Object location labeling data
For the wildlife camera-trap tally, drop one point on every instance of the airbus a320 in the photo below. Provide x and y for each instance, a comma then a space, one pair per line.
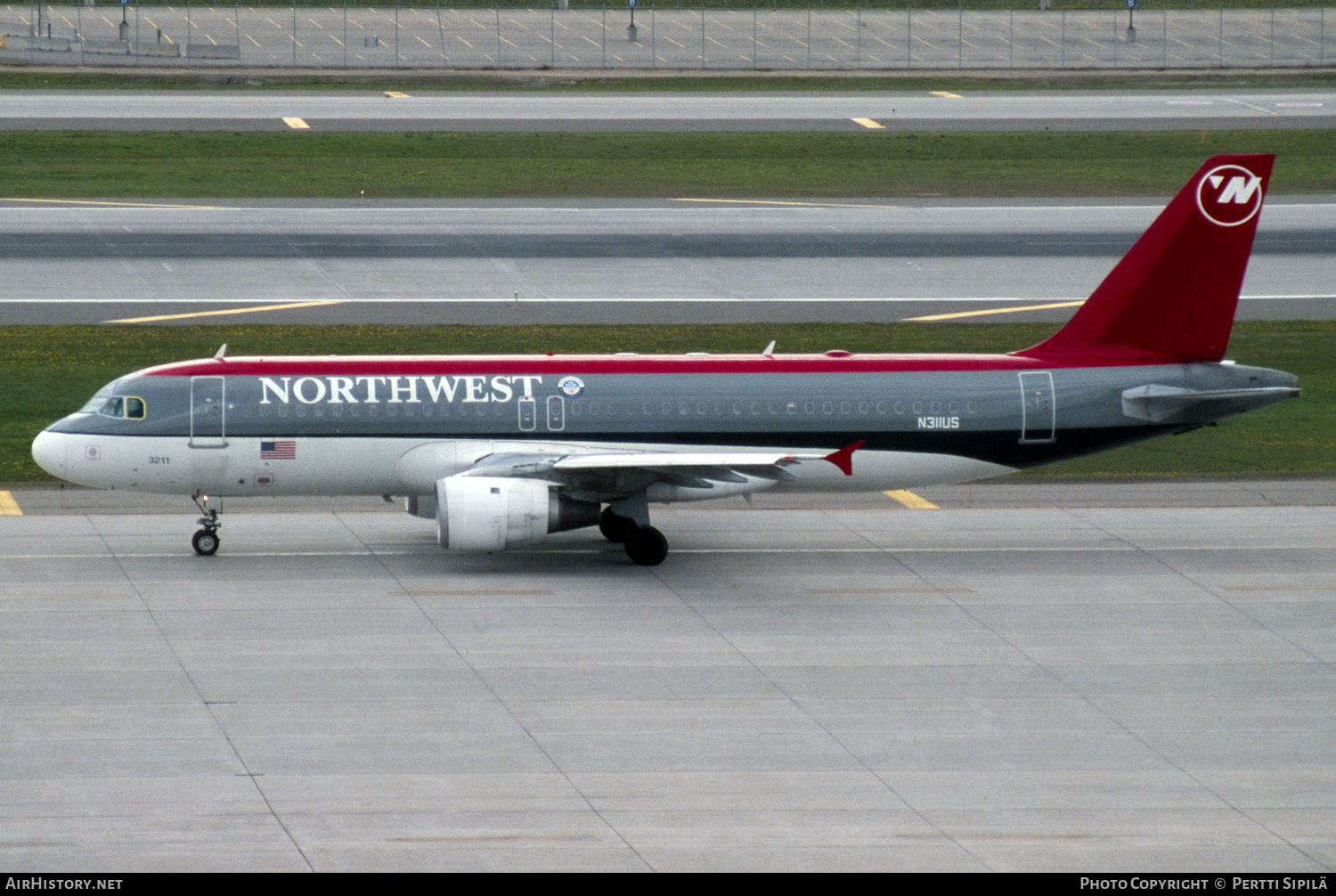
502, 450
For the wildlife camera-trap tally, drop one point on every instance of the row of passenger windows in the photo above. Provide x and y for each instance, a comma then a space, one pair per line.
679, 409
772, 408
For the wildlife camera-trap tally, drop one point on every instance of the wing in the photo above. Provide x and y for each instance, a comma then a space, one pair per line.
667, 476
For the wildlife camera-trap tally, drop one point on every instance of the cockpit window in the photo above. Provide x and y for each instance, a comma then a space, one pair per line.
122, 408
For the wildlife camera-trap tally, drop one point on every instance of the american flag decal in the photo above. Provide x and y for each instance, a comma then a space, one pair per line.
285, 450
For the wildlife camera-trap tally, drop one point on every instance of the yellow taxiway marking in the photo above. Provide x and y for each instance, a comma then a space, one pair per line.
910, 500
1013, 310
770, 202
117, 205
222, 312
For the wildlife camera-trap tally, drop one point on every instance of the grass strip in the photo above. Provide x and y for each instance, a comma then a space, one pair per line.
791, 165
624, 80
50, 371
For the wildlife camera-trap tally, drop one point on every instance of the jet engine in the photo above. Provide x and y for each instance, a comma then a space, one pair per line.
493, 513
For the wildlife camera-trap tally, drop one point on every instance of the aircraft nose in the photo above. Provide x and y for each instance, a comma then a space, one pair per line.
48, 450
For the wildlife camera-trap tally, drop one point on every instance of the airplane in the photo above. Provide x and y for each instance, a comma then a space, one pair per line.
504, 450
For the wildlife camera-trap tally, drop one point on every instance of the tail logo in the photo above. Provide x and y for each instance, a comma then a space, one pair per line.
1229, 195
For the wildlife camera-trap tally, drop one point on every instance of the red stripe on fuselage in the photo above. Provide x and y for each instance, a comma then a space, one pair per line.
640, 365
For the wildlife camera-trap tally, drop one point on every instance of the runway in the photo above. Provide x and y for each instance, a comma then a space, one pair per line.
1028, 679
524, 111
680, 261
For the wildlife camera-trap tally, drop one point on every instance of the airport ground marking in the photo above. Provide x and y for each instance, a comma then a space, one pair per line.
777, 202
910, 500
253, 309
985, 312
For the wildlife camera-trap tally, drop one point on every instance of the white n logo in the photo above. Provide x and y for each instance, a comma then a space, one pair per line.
1229, 195
1239, 190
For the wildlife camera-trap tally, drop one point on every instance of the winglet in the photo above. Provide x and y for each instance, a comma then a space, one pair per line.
844, 457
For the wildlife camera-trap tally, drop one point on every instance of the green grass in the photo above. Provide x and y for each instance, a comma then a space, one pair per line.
50, 371
796, 165
945, 5
422, 80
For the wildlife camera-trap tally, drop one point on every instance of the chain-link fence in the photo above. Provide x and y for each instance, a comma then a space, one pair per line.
671, 37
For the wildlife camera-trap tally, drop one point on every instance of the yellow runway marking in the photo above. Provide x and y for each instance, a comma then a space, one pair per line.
910, 500
222, 312
1013, 310
770, 202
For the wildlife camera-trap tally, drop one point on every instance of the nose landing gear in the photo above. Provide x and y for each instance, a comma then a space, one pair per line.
206, 540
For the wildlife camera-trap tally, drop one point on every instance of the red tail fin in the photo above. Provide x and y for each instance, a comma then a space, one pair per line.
1173, 294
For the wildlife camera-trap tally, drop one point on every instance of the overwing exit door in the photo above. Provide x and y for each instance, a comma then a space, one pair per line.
1039, 409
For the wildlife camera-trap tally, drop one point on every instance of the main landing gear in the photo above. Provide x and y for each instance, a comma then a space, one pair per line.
646, 545
206, 540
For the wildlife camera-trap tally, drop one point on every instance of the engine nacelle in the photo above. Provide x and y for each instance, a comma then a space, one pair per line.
493, 513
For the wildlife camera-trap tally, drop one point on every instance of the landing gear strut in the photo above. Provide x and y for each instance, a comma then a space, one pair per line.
206, 540
627, 522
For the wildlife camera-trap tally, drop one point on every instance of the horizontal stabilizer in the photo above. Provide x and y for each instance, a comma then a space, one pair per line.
1159, 403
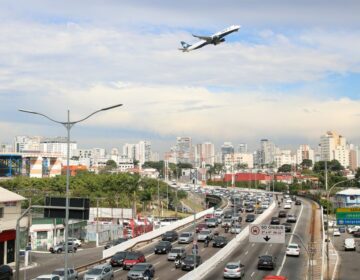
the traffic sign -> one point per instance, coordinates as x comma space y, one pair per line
348, 216
267, 234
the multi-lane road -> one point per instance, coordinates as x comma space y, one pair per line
247, 252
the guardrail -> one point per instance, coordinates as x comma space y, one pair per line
206, 267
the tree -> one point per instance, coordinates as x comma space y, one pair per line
306, 163
285, 168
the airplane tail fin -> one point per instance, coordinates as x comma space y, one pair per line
185, 45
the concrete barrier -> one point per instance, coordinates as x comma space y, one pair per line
154, 234
206, 267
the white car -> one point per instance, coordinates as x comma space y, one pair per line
287, 206
293, 249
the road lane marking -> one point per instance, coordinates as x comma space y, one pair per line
291, 238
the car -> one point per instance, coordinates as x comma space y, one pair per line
118, 258
282, 214
100, 272
220, 241
200, 227
140, 271
189, 262
203, 234
60, 247
235, 270
291, 218
287, 227
275, 221
132, 258
176, 251
170, 236
266, 262
6, 272
349, 244
250, 218
212, 222
293, 249
72, 273
48, 277
336, 232
287, 206
76, 241
185, 237
226, 222
353, 229
235, 229
163, 247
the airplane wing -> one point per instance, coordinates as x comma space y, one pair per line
206, 38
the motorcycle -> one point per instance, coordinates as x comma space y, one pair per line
177, 264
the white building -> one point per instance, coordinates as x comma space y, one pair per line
239, 158
57, 145
333, 146
305, 152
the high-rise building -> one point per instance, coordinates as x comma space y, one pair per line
226, 149
333, 146
184, 149
27, 144
305, 152
268, 150
242, 148
57, 145
204, 154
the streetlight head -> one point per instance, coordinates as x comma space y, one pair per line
111, 107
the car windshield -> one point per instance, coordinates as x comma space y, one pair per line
132, 256
95, 271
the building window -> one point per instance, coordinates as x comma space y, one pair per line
42, 235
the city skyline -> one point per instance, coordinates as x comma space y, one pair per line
283, 76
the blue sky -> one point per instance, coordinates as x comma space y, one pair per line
290, 74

Short exercise
Rewrite every line above, changing each "instance" to "occurrence" and keeping everything else the same. Leave the pictures out.

Result of this exercise
For the wildlife camera-trap tally, drop one point on every occurrence of the airbus a320 in the photo below. Provide x and y for each occurrence, a comma then a space, one pair per line.
502, 450
For the wildlife camera-trap tally, drop one point on every occurrence of the row of passenger windows in the photo above. Provide x and y for each occurrence, a comma then a space, one pair per line.
679, 409
772, 408
For the wildlife camera-trap tally, drop one point on every occurrence of the wing in the photo above. Provide x and y for each occurrence, a comma then a space, one pair per line.
667, 476
For the wildlife camera-trap tally, drop one point on every occurrence of the cockpit window in the photo above. Provide x and y for each occurrence, a comma then a space, one pair per line.
122, 408
For the wildlife camera-trap tally, drop one point on every occurrence of the american flag decal in the photo above. Provide x and y for each occurrence, a comma then a space, one pair per line.
285, 450
For the wildlife camera-trap tally, drop one point on every occurrence of the yellow taxiway marking in the photo above. Provide x and y for each occurrence, a comma then a space, one pair per line.
910, 500
1013, 310
770, 202
117, 205
222, 312
For the wildlife camera-trap tally, drop one point on every occurrence of the grass strip in the photo above. Provide x and y for each occurrence, a comma then a space, one pair per line.
791, 165
624, 80
50, 371
For the wildlife camera-trap tally, drop one point on every occurrence of the jet engine in the photo above. Provide x and y for each occurrence, a comma then a space, one pair per line.
493, 513
For the wildlife camera-trap tally, drop one point on every occurrence of the aircraft nose in the photo above. Provide x and y for each occurrence, a comma then a space, one pair per line.
48, 450
For the wildlife camera-trap tally, drop one point on every occurrence of the airplane in the photo above. Provide x and y for each occurrence, a comma then a space, one pair per line.
504, 450
For the wildlife camera-trap tally, drop one point on every occurrence of the tail logo in the photo above. Provide x and y for each occurrence, a comma then a space, one pair per line.
1229, 195
For the wildlife camera-trap tally, drop one point on every occurrence of the red stripe on fuselage in the photo above. Provide x and y for each occurrence, a comma then a space, one pair per line.
640, 365
For the wildlife camera-trap tally, drop one point on every occurrence of the runway in the photo above. Provide x and y for each occurrence, a comma then a space, one pair per line.
1028, 679
524, 111
680, 261
For the wildlife camera-trap tally, drop one point on every occurrence of the airport ground marking in the photo above. Provide x and y for each occurrence, a comma then a space, one pair per line.
777, 202
910, 500
253, 309
985, 312
For the wildlife camera-trap tally, drop one point on every occurrence of the white n logo in the photo above. Provide x and y for each occurrence, a comma then a space, one pair per line.
1229, 195
1239, 190
For the wildlife camera-trap tally, drop one point on every occurrence of the winglet in the photo above. Provide x and y for each occurrence, a comma then a space, one pair per line.
844, 457
For the wildlife camera-trap tally, drop one point on every occurrence of the green grass in the photo above. Provide x and y for each occurrence, a comma then a space, one pair per line.
50, 371
796, 165
945, 5
422, 80
For the wildlife camera-trap tally, drop one point on every occurrence of the chain-link fence in the photo above. Provide x and y for each occurrence, a comma then a space, one pair per line.
671, 37
For the wildlife camera-trap tally, drop one point on every occurrence of the yellow runway marking in the photo above. Provide x and y for each occurrence, a comma then a space, one pair per line.
910, 500
222, 312
1013, 310
770, 202
For the wildlife camera-trap tally, drop one point on every occurrence of the nose landing gear in the photo above. Provide x and y for each occurrence, a comma then a space, one pair per line.
206, 540
For the wildlife camera-trap tally, drop one point on every occurrence of the red tail fin in the photo above. Provide x and y for each occurrence, a comma then a space, one pair per line.
1173, 294
For the wildlife camera-trap tally, drop one point on every occurrence of the overwing exit door in the photo above. Provide x and y for each occurrence, a comma then a space, one pair per line.
1039, 409
For the wildlife camera-trap tally, drop one point on every occurrence of the main landing gear in the photo above. Provide x and y for each occurrence, a comma then a space, one pair per line.
646, 545
206, 540
For the wildlife camera-trap tally, drop one point on every occurrence of the engine nacelle in the photo above. Provide x and y for each occurrence, a comma then a space, one pair per line.
493, 513
For the wildlife camera-trap tally, drop one point on every occurrence of the landing gear strut in the photo above. Provide x and y for each occurrence, a comma then a space, one pair per line.
206, 540
627, 522
For the wildlife camera-trap tally, drop one point on every occurrence of the horizontal stabilizer in the photo above. Provide x and y for each occurrence, a comma then a space, one pair per line.
1159, 403
the traffic sign -> one point per occurrence, coordinates as x comma space y, one pair per line
348, 216
267, 234
the multi-lane road -> one point per occurrence, coordinates as x comma space y, one pair per line
247, 252
the guardrail -> one point per occurrence, coordinates as x comma space y, one pair per line
206, 267
the tree -> one point per occurrence, coordinates as x comma space y, one pair per line
306, 163
285, 168
the airplane tail fin -> one point per occurrence, coordinates as x comma space y, one pair per line
185, 45
the concrete barrier -> one point per occurrence, coordinates as x comma space y, one pair per line
154, 234
206, 267
the white car -> one point per occurrence, coordinates as x comma space y, one pair per line
287, 206
293, 249
the road lane marking -> one point per occurrence, coordinates as x comma space y, one pair per line
291, 238
the car -> one point per occurrence, coordinates as x comma space y, one pair per line
118, 258
282, 214
100, 272
220, 241
200, 227
140, 271
189, 262
203, 234
60, 247
235, 270
291, 218
287, 227
275, 221
132, 258
176, 251
170, 236
266, 262
6, 272
349, 244
250, 218
212, 222
293, 249
72, 273
48, 277
336, 232
287, 206
76, 241
185, 237
226, 222
353, 229
235, 229
163, 247
the airplane wing -> one point per occurrence, coordinates as x comma space y, one pair per line
206, 38
the motorcycle -> one point per occurrence, coordinates as x comma space y, one pair per line
177, 264
the white building -> one point per occurrence, coordinates as x comma space y, one pair per line
239, 158
57, 145
333, 146
305, 152
the high-rise building -> one point per occurrence, coordinates as x comma space y, one pair per line
226, 149
333, 146
184, 149
27, 144
305, 152
268, 150
242, 148
57, 145
204, 154
the streetlight head -> one point per occurrence, coordinates as x comma space y, one pair per line
111, 107
the car windshield -> one point per occurrence, coordinates as x comma space y, one pair per line
132, 256
95, 271
the building window -> one point per occurrence, coordinates as x comma space y, one pair per line
42, 235
the city skyline -> one point per occurrence, coordinates as x comma space y, one pair per line
283, 76
the blue sky -> one point per occurrence, coordinates as x comma space y, one pair per line
290, 74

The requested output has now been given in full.